- [Data to use]:
[BEGIN]
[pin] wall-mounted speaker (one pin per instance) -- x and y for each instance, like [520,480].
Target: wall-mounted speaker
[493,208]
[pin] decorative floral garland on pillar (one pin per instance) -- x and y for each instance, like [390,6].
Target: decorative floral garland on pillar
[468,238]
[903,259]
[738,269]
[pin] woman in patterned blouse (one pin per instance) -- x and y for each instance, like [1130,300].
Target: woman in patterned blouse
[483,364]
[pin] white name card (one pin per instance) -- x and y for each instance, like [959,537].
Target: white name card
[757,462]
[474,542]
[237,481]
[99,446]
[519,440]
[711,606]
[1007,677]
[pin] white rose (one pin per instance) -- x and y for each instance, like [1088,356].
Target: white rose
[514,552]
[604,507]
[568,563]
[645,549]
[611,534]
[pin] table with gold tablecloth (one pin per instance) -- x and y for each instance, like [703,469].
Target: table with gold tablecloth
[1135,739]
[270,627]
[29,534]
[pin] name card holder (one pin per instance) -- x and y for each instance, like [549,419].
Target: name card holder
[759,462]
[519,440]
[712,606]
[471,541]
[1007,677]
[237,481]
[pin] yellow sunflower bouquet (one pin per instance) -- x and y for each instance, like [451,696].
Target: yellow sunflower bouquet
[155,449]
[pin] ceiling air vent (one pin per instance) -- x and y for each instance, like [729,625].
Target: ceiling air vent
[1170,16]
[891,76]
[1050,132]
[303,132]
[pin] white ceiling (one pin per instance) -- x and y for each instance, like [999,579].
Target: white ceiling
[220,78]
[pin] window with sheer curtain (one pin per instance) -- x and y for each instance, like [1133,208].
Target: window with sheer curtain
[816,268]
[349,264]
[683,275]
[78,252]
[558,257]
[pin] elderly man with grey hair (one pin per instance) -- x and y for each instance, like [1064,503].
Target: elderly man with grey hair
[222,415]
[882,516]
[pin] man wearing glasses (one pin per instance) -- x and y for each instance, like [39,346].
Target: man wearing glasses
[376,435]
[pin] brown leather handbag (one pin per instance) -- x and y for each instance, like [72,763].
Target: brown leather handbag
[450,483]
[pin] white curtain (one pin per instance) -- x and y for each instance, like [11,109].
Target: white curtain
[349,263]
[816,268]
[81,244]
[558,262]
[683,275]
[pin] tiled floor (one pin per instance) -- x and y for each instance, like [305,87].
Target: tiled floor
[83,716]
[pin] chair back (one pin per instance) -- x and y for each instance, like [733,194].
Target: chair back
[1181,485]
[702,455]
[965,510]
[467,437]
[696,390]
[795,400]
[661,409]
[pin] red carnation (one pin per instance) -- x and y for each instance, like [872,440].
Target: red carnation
[END]
- [Given exercise]:
Extract each entry in full, exactly as given.

- [Correct result]:
[pin] wall-mounted speaker (one pin per instance) -- x and y for each instance, like [520,480].
Target: wall-mounted speaker
[493,208]
[pin] decorative floral garland on pillar (one pin per instance) -- x and y for each instance, like [390,6].
Target: decorative floral garland on pillar
[468,238]
[903,259]
[738,269]
[pin] woman in patterned blouse (one pin per instance) -- x and y for each instance, like [1130,300].
Target: woman in patterned blouse
[483,364]
[pin] white name card (one pin per instance) -- x and y for each instance, like [959,537].
Target: white name card
[757,462]
[474,542]
[237,481]
[99,446]
[519,440]
[711,606]
[1007,677]
[pin] white rose (one pin per instance) -- x and y for each instance, like [1088,356].
Target: white rose
[514,552]
[604,507]
[568,563]
[645,549]
[611,534]
[pin] table with gold tablecloth (one pin per instance) -- x and y for each instance, like [703,469].
Target: table with gold tablecloth
[1135,739]
[270,627]
[29,534]
[pin] name card holder (one pin per instance) -- x and y for each instance, like [549,419].
Target: name card holder
[759,462]
[519,440]
[712,606]
[471,541]
[1007,677]
[237,481]
[pin] yellow sunflower bouquet (one pin per instance) -- x and y for each instance, like [451,696].
Target: yellow sunflower bouquet
[155,449]
[pin] ceiling air vent (one pin per instance) -- x and y for each instance, like [729,625].
Target: ceiling air vent
[1170,16]
[891,76]
[1050,132]
[303,132]
[pin] white ceiling (one pin per instance) -- x and y for each instance, like [999,579].
Target: white ceiling
[220,78]
[pin] window with sheer curtain (one pin per instance) -- x and y for each instance, like [1133,208].
Target: window with sheer curtain
[816,268]
[349,264]
[683,275]
[78,252]
[558,257]
[pin] elderly man with grey hair (one pin per instance) -- x and y for each instance, like [1064,503].
Target: elderly man with grey hair
[222,415]
[882,516]
[pin] man wearing glasses (one pin per instance) -- x and y for each instance, like [39,346].
Target: man wearing glasses
[376,435]
[pin] brown leather handbag (one pin per instance) -- x and y for each instance, like [72,763].
Target: brown leather handbag
[450,483]
[pin] white curtain (one pin per instance) -- x and y for each instance, like [11,109].
Target: white curtain
[349,263]
[816,268]
[81,244]
[558,262]
[683,275]
[pin] tiled floor (one pin per instance) -- x and y for each instance, like [305,87].
Target: tiled floor
[83,716]
[pin] chair back (one pin per instance) -- x and y for each instance, like [733,194].
Target: chair back
[1181,485]
[702,455]
[965,510]
[467,437]
[696,390]
[795,400]
[661,409]
[pin] red carnation (one pin per instance) -- x and y for each instance, like [872,440].
Target: red carnation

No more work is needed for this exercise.